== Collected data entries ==
"""

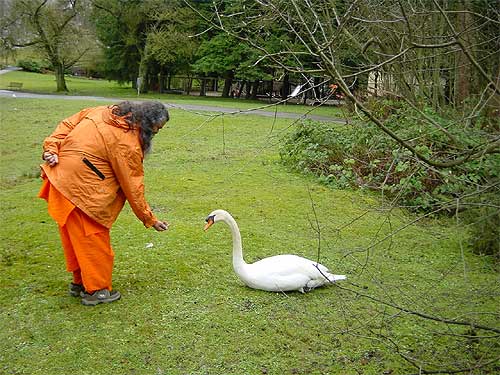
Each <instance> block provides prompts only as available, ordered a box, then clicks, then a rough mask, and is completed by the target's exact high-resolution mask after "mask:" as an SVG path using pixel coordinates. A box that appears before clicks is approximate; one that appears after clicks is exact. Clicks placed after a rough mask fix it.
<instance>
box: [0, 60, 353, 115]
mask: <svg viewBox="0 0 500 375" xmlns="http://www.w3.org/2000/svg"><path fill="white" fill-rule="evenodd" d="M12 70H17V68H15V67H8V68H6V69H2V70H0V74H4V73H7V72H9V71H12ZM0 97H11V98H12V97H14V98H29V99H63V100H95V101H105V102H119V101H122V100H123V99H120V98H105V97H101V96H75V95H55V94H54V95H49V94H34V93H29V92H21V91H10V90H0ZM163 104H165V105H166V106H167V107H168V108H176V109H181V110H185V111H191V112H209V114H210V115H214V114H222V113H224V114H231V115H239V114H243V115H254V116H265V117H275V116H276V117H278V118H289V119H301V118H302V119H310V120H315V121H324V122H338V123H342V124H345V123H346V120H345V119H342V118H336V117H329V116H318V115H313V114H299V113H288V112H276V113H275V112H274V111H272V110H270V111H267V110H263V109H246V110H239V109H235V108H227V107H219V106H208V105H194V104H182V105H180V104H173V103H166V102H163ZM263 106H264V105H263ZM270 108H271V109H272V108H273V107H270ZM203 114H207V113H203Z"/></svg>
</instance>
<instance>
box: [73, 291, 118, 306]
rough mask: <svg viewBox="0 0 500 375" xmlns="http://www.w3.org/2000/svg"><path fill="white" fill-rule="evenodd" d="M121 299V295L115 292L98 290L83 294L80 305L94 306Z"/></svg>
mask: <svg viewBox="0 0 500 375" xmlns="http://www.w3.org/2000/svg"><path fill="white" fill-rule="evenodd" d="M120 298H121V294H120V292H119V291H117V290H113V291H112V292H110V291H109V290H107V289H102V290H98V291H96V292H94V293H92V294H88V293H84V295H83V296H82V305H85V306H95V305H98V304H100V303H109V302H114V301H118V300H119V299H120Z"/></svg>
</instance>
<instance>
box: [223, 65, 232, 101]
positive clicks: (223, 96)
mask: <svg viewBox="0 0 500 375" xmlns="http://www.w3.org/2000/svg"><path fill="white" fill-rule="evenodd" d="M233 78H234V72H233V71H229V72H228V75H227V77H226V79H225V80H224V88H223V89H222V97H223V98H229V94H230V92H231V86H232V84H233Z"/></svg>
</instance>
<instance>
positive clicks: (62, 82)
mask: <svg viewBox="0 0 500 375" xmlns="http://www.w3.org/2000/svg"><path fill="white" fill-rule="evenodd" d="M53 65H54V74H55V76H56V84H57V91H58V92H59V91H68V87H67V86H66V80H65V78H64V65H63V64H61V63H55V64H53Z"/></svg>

"""
"""

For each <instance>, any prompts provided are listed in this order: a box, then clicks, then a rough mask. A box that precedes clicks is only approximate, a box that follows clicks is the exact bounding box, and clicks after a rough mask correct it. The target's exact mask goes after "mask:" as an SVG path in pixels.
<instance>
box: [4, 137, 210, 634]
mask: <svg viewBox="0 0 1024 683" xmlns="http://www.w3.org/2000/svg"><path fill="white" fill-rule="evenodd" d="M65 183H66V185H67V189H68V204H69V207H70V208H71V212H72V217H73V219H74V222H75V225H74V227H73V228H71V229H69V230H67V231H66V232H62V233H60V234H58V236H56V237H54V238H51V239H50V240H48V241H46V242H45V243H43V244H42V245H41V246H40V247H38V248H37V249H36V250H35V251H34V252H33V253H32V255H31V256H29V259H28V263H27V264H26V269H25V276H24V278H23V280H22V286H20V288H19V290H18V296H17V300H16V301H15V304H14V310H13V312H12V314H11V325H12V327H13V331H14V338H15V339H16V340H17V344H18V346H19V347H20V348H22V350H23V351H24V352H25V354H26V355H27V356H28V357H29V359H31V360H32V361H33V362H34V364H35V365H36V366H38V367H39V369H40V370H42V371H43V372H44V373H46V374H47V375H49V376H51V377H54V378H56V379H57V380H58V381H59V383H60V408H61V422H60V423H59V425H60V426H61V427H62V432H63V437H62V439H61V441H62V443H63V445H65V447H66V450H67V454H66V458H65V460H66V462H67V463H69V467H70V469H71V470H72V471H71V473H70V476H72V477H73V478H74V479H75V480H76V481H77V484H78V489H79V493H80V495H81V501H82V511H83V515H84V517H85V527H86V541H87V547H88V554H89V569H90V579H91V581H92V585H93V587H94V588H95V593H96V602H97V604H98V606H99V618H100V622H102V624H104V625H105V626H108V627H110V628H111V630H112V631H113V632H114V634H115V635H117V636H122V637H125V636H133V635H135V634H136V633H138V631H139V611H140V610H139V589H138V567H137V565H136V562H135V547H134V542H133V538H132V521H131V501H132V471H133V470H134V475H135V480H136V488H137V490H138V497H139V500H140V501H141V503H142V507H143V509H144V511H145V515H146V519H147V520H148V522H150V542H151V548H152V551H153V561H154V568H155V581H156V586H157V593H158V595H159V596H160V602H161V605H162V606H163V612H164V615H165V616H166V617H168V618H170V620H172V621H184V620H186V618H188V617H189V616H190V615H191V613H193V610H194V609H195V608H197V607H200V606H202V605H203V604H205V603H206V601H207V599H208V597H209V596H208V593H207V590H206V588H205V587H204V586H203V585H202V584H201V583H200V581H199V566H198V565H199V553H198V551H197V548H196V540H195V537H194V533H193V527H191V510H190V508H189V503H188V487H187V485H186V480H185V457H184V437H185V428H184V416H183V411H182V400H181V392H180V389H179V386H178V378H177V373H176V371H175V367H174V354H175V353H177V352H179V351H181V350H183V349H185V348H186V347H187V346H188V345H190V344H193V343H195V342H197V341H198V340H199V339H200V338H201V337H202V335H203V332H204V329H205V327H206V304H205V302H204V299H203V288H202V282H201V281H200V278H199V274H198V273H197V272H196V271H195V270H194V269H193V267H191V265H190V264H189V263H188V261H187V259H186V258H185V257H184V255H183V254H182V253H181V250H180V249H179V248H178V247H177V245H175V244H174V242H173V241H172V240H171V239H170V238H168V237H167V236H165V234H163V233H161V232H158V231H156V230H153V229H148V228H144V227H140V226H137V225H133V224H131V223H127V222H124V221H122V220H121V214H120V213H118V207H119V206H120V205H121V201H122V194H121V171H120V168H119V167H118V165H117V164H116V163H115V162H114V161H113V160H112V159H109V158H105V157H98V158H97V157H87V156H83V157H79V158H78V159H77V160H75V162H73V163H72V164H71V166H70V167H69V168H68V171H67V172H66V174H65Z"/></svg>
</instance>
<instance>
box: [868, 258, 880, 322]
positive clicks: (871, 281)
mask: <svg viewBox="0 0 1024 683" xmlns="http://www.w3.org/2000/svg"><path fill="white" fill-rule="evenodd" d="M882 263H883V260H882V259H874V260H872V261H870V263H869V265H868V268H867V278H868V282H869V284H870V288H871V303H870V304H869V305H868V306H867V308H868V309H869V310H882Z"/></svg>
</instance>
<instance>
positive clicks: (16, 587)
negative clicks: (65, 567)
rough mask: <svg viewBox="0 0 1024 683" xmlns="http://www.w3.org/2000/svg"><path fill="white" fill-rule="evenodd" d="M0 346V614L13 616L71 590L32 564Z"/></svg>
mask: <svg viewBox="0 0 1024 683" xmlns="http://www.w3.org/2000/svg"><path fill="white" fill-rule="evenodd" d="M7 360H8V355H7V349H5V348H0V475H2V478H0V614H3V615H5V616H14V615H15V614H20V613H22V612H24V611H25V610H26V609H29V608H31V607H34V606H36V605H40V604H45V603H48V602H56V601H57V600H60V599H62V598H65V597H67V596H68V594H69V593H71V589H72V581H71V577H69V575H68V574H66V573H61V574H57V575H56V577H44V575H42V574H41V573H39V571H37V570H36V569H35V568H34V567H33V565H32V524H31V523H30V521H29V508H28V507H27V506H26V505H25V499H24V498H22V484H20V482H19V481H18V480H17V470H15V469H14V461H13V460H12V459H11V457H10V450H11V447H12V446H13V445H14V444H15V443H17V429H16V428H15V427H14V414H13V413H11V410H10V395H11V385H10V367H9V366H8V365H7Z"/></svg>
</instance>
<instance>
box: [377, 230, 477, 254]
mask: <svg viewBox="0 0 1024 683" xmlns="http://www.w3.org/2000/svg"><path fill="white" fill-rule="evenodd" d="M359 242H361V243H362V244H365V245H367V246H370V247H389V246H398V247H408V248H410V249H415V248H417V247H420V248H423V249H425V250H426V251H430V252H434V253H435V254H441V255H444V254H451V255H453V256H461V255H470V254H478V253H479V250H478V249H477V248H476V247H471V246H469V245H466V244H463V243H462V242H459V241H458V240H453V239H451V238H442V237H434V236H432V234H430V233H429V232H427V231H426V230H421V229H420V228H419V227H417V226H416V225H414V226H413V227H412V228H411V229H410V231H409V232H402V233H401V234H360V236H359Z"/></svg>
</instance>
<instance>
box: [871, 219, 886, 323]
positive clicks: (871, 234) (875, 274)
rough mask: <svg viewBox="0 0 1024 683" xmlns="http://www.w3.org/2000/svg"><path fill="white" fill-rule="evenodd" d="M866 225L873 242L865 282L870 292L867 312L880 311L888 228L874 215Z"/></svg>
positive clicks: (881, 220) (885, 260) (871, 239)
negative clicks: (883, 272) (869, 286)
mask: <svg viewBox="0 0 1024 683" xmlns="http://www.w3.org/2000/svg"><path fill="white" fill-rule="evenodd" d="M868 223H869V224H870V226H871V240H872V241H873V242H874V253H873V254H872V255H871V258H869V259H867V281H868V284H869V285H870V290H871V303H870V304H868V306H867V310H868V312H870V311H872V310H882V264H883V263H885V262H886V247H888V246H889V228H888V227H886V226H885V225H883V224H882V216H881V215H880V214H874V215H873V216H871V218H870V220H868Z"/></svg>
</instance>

"""

Reproduce the lines of the listing between the lines holding "Each <instance> block" and "box: [0, 60, 353, 115]", inclusive.

== Response to this task ==
Each <instance> block provides prompts only as available, ordered a box, then clicks, then a rough mask, and is completed by the target's exact high-resolution mask after "mask:" as an SVG path using pixel coordinates. A box that appears before clicks is approximate; one that appears after clicks is exact. Clicks placed after a rough mask fix it.
<instance>
box: [0, 60, 353, 115]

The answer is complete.